◆ Problem statement ◆
Arrange every line of the entries below as a Markdown table with the columns No. and Text, numbering each row and omitting blank lines. Leave the pictures out of the table.
───── Records for the exercise
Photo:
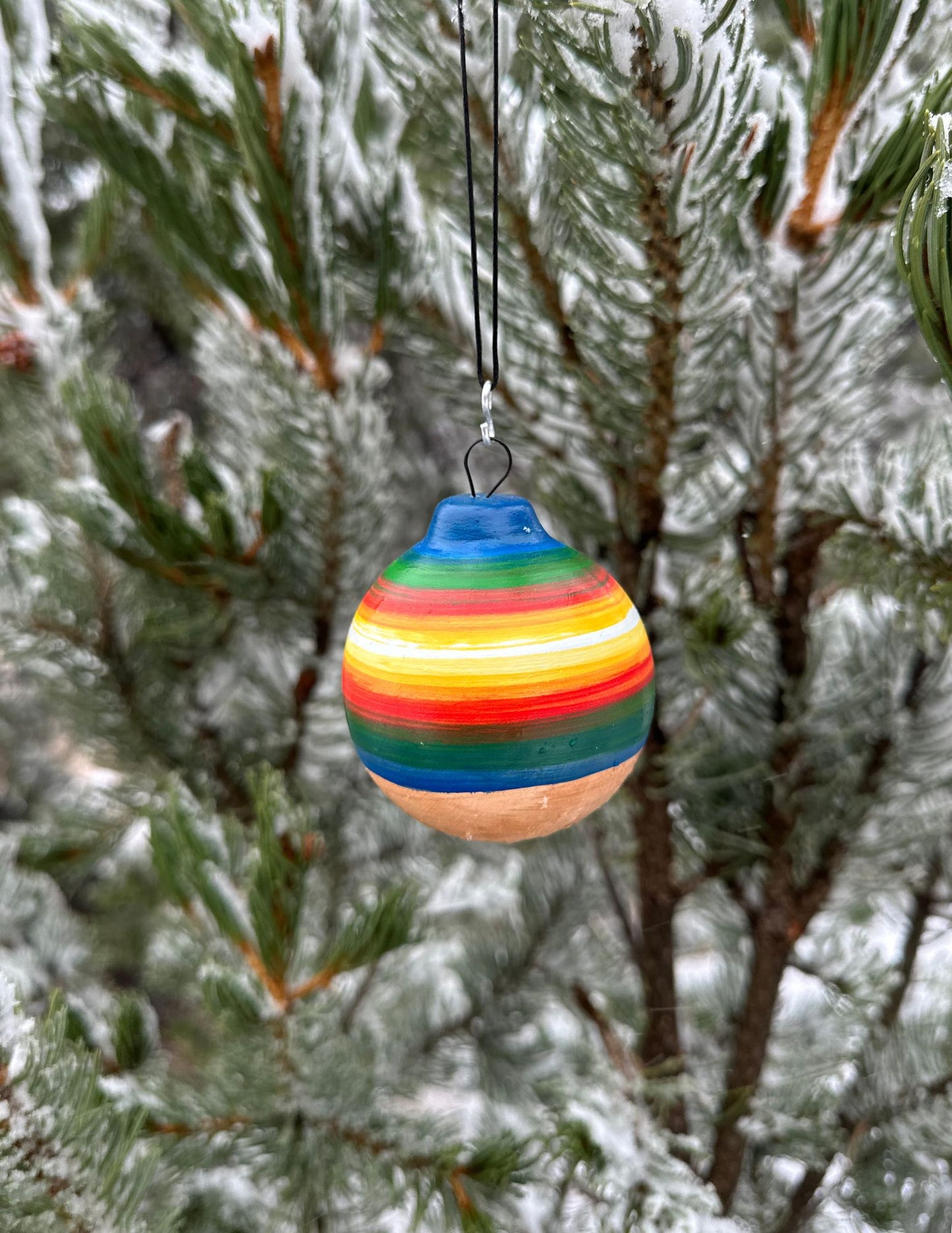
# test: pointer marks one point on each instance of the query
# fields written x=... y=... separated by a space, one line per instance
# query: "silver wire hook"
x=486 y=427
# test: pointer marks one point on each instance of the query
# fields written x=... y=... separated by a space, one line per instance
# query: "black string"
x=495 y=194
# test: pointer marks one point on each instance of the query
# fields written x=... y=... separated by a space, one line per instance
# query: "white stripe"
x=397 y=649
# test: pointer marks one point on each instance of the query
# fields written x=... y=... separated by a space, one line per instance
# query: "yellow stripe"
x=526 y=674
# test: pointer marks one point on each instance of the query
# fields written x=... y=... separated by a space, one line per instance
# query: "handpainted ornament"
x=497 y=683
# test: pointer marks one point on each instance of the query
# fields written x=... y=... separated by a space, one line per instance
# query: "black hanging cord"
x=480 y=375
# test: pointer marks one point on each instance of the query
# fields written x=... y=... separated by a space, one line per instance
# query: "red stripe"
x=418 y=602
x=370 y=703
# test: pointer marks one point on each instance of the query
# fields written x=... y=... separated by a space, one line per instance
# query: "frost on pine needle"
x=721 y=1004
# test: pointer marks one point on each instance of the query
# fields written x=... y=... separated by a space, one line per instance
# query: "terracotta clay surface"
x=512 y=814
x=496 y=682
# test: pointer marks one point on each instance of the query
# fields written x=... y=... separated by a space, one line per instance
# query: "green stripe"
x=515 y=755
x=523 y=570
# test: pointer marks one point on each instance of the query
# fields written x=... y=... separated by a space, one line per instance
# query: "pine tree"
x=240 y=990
──────────
◆ Final result ◆
| No. | Text |
|---|---|
| 1 | Photo: |
| 2 | # test: pointer marks one point on each instance of the query |
| 3 | # fields written x=... y=... separated by a space, one line per instance |
| 4 | # query: "silver wire hook" |
| 5 | x=486 y=427 |
| 6 | # test: pointer marks one point on each instance of the query |
| 7 | # fields written x=... y=... separated by a space, one line per instance |
| 8 | # query: "black string" |
| 9 | x=495 y=194 |
| 10 | # test: pointer marks one point on each instance of the query |
| 11 | # fields written x=... y=... separated by a space, one line per instance |
| 12 | # query: "white stripe" |
| 13 | x=397 y=649 |
| 14 | # test: pointer marks one point on each instance of the query |
| 15 | # fields written x=... y=... separated by a space, one line per instance |
| 16 | # query: "yellow stripe" |
| 17 | x=526 y=674 |
| 18 | # test: pointer marks one point on each instance of the query |
| 19 | # fields written x=... y=... separated by a space, one line per instance |
| 20 | # query: "handpainted ornament" |
| 21 | x=497 y=683 |
| 22 | # test: pointer marks one point on each instance of the query |
| 23 | # fields written x=... y=... separated by a space, one line per instance |
| 24 | # query: "black hanging cord" |
| 25 | x=480 y=375 |
| 26 | # test: pointer marks one point on each instance of the query |
| 27 | # fields written x=... y=... separated by a space, one line per instance |
| 28 | # query: "red stripe" |
| 29 | x=418 y=602 |
| 30 | x=370 y=703 |
| 31 | # test: pointer marks one point on each instance of the query |
| 32 | # fields written x=... y=... separated by a space, one line per instance |
| 33 | # query: "frost on pine needle" |
| 34 | x=721 y=1004 |
| 35 | # test: pointer marks one point on each instance of the query |
| 36 | # fields written x=... y=... separated by a space, one line per instance |
| 37 | # query: "terracotta clay surface" |
| 38 | x=512 y=814 |
| 39 | x=496 y=682 |
| 40 | # test: pointer marks one point on each instance of the query |
| 41 | # fields written x=... y=... separated by a space, one line per instance |
| 42 | # query: "green stripe" |
| 43 | x=515 y=755 |
| 44 | x=523 y=570 |
| 45 | # test: pointer marks one point on each instance of the query |
| 46 | # fields written x=... y=... separated by a space, one line per instance |
| 47 | # query: "pine tree" |
| 48 | x=240 y=990 |